--- START ---
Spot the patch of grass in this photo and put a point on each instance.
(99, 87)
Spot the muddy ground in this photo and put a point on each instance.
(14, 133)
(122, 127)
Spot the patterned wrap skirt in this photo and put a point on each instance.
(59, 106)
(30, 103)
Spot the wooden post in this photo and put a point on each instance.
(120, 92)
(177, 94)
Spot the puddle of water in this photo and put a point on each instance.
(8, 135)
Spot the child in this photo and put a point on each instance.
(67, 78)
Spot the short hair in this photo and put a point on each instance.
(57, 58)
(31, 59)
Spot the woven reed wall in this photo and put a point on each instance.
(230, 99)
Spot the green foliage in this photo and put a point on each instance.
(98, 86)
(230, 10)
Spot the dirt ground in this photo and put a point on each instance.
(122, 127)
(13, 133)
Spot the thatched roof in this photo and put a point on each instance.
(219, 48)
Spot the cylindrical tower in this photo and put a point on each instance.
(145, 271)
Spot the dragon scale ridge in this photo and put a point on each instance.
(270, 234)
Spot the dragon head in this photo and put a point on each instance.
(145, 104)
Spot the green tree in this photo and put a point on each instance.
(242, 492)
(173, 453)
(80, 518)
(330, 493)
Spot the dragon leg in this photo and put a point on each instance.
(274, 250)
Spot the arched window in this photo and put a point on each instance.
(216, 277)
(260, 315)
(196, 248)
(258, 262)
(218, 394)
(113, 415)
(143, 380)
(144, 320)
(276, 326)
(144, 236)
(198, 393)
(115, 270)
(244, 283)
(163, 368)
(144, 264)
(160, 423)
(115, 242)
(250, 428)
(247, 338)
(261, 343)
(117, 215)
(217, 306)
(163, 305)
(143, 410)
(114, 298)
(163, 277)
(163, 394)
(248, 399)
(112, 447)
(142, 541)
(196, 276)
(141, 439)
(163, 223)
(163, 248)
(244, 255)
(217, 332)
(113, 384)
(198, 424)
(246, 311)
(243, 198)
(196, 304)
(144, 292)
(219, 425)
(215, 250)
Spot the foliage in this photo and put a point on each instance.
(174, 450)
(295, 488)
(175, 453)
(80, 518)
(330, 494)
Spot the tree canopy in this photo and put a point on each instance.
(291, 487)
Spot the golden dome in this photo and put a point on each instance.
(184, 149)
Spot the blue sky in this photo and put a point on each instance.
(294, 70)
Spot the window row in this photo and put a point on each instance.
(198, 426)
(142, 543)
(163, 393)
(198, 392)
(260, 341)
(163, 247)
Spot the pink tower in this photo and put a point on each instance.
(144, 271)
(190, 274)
--- END ---
_WHAT THE EXERCISE ASKS_. The full set of records, transcribed exactly, is the answer.

_RESULT OF THIS EXERCISE_.
Spot the patch of grass in this photo and put a point on each instance.
(99, 87)
Spot the muddy ground in this photo and put a point on each instance.
(14, 133)
(122, 127)
Spot the patterned wrap skirt in this photo and put a point on each instance.
(59, 106)
(30, 103)
Spot the wooden post in this photo and put a point on each instance.
(120, 92)
(177, 94)
Spot the puddle of water in this photo and put a point on each instance.
(8, 135)
Spot the child in this photo and put a point on each instance.
(67, 78)
Spot the short hair in this photo and put a point on each instance.
(57, 58)
(31, 59)
Spot the woven reed wall in this photo and put a point on each instance.
(230, 99)
Spot the green foliage in this photo and put a point on each instance.
(98, 86)
(230, 10)
Spot the dirt ground in this photo and put a point on each instance.
(122, 127)
(13, 133)
Spot the thatched roof in this photo and put a point on each instance.
(219, 48)
Spot the cylindrical tower in this photo and put a point on each instance.
(145, 271)
Spot the dragon scale ridge in this photo and put a point on each instance.
(270, 234)
Spot the dragon head in this photo and put a point on each instance.
(145, 104)
Spot the green tree in this photo and put a point on each instance.
(242, 492)
(173, 453)
(80, 518)
(330, 493)
Spot the dragon leg in this photo and put a point on each instance.
(274, 250)
Spot the arched window in this photo and put a point on each instance.
(216, 277)
(260, 315)
(196, 248)
(258, 262)
(218, 394)
(113, 415)
(143, 380)
(144, 320)
(276, 326)
(144, 236)
(198, 393)
(115, 270)
(244, 283)
(163, 368)
(144, 264)
(160, 423)
(115, 242)
(250, 428)
(247, 338)
(261, 343)
(117, 215)
(217, 306)
(163, 305)
(143, 410)
(114, 298)
(163, 277)
(163, 394)
(248, 399)
(112, 447)
(142, 541)
(196, 276)
(141, 439)
(163, 223)
(163, 248)
(244, 255)
(217, 332)
(113, 384)
(198, 424)
(246, 311)
(243, 198)
(196, 304)
(144, 292)
(219, 425)
(215, 250)
Spot the foliage in this photo and put a point on each instance.
(174, 450)
(295, 488)
(175, 453)
(80, 518)
(330, 494)
Spot the tree canopy in this photo and put a point on each instance.
(291, 487)
Spot the golden dome in this photo and put a point on each instance.
(184, 149)
Spot the blue sky in this photo and put a point on each instance.
(294, 70)
Spot the window row in this photo and put a point on each instance.
(198, 426)
(142, 543)
(163, 393)
(198, 392)
(260, 341)
(163, 247)
Spot the pink tower in this photo and put a point on each instance.
(144, 271)
(190, 274)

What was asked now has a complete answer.